Records from a labeling collection:
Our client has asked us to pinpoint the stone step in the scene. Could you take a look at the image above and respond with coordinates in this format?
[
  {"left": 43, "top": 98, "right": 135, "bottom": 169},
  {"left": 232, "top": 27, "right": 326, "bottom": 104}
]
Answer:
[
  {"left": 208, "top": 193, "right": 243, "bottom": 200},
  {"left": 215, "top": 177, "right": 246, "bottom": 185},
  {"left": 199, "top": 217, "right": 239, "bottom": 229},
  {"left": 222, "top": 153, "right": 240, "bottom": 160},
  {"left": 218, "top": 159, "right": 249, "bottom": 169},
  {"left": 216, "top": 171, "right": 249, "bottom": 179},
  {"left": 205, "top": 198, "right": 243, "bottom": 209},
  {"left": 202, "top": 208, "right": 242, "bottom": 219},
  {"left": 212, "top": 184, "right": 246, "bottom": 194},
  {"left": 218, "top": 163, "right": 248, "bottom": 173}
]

WHAT TO DO: Reproduce every one of the records above verbatim, changing nothing.

EXERCISE OUTPUT:
Our client has asked us to pinpoint the stone step in the scene. Could you take a look at the image above and respond with coordinates in this format?
[
  {"left": 43, "top": 98, "right": 135, "bottom": 169},
  {"left": 232, "top": 27, "right": 326, "bottom": 104}
]
Answer:
[
  {"left": 208, "top": 193, "right": 243, "bottom": 200},
  {"left": 215, "top": 177, "right": 246, "bottom": 185},
  {"left": 199, "top": 217, "right": 239, "bottom": 229},
  {"left": 222, "top": 153, "right": 240, "bottom": 160},
  {"left": 218, "top": 159, "right": 249, "bottom": 169},
  {"left": 216, "top": 171, "right": 249, "bottom": 179},
  {"left": 205, "top": 198, "right": 243, "bottom": 209},
  {"left": 202, "top": 208, "right": 242, "bottom": 219},
  {"left": 212, "top": 184, "right": 246, "bottom": 194},
  {"left": 218, "top": 163, "right": 248, "bottom": 173}
]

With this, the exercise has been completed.